# [Extract provided]
■ ■ ■
In a credential stuffing attack, threat actors utilize stolen or leaked usernames and passwords obtained through data breaches or purchased on the dark web. They simultaneously employ automated tools to test these credentials on multiple websites, banking on people’s propensity to reuse their login details across different platforms.

Automation plays a crucial role in credential stuffing attacks. Cybercriminals utilize botnets, which are networks of compromised computers, to automate testing username-password combinations on targeted websites. This approach enables them to rapidly assess a large number of credentials over a brief time period.

Credential stuffing attacks typically involve two phases: validation and exploitation. In the validation phase, botnets test the stolen username-password pairs to identify successful matches. Once a successful match is found, the attacker proceeds to the exploitation phase.

In the exploitation phase, the validated credentials are used for various malicious purposes. This can include identity theft, fraudulent transactions, or selling compromised accounts on darknet markets. The actions taken depend on the type of account breached, whether a personal email account or a corporate system.

Credential Stuffing vs. Brute Force Attacks

Both types of cyber-attacks–credential stuffing and brute force attacks–try to access user accounts without authorization, yet they operate in unique ways. Here are the main differences between the two:

  • Methodology: Brute force attacks attempt to guess passwords by trying different combinations of characters until the correct password is found. In contrast, credential stuffing attacks use stolen pairs of usernames and passwords from a data breach or dark web purchase to gain unauthorized access to user accounts on other systems through automated login requests.
  • Intelligence: Credential stuffing attacks use more intelligence because they use previously discovered credential pairs, whereas brute force attacks use random characters or common password suggestions.
  • Scale: The scale of credential stuffing attacks are typically large, with thousands to millions of previously discovered credential pairs used to automate logins. Brute force attacks can also be carried out on a large scale but are often limited by the complexity of the passwords.
  • Prevention: Preventing brute force attacks typically involves implementing measures such as rate limiting, account lockout policies, and strong password policies. Preventing credential stuffing attacks involves implementing multi-factor authentication, monitoring suspicious login activity, and regularly changing passwords.

While both credential stuffing and brute force attacks have similar intentions, they differ in their methodology, scalability, and prevention measures. In turn, organizations must understand the differences between these attacks and implement the appropriate security measures to prevent them.

Impact of Credential Stuffing

Credential stuffing is a cyber-attack with severe implications for organizations. Given credential stuffing attacks employ stolen login info, the outcome can result in considerable financial loss, harm to an organization’s reputation, and possible legal repercussions. Many of these effects can have overlapped implications.
■ ■ ■
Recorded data
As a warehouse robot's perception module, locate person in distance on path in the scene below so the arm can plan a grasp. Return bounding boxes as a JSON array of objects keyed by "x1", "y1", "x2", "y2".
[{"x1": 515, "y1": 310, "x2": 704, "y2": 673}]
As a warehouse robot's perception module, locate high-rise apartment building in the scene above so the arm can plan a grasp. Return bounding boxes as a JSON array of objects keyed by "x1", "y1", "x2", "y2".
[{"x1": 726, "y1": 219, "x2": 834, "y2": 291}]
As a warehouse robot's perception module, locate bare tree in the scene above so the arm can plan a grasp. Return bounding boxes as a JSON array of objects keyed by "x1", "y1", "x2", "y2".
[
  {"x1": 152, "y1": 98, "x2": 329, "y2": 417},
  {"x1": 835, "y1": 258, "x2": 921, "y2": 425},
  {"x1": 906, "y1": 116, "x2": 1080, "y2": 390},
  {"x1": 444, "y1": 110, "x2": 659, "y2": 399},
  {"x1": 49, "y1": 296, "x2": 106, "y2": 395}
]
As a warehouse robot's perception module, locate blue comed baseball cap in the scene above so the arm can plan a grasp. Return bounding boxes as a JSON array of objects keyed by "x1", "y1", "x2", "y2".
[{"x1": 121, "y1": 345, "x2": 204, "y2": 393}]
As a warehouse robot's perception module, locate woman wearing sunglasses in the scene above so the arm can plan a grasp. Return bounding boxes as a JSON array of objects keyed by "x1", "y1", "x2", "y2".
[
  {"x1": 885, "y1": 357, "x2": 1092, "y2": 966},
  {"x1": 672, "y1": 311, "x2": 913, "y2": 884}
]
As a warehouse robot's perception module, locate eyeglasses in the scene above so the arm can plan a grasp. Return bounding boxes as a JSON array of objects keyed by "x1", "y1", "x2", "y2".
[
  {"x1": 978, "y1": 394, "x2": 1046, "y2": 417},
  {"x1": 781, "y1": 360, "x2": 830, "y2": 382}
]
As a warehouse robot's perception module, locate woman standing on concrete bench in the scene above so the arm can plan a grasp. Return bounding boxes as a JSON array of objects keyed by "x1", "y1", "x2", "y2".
■ ■ ■
# [Exercise aim]
Can you reproduce the passage on credential stuffing word for word, everything from "Automation plays a" down to "the exploitation phase."? These rows were taken from a separate source.

# [Completed exercise]
Automation plays a crucial role in credential stuffing attacks. Cybercriminals utilize botnets, which are networks of compromised computers, to automate testing username-password combinations on targeted websites. This approach enables them to rapidly assess a large number of credentials over a brief time period.

Credential stuffing attacks typically involve two phases: validation and exploitation. In the validation phase, botnets test the stolen username-password pairs to identify successful matches. Once a successful match is found, the attacker proceeds to the exploitation phase.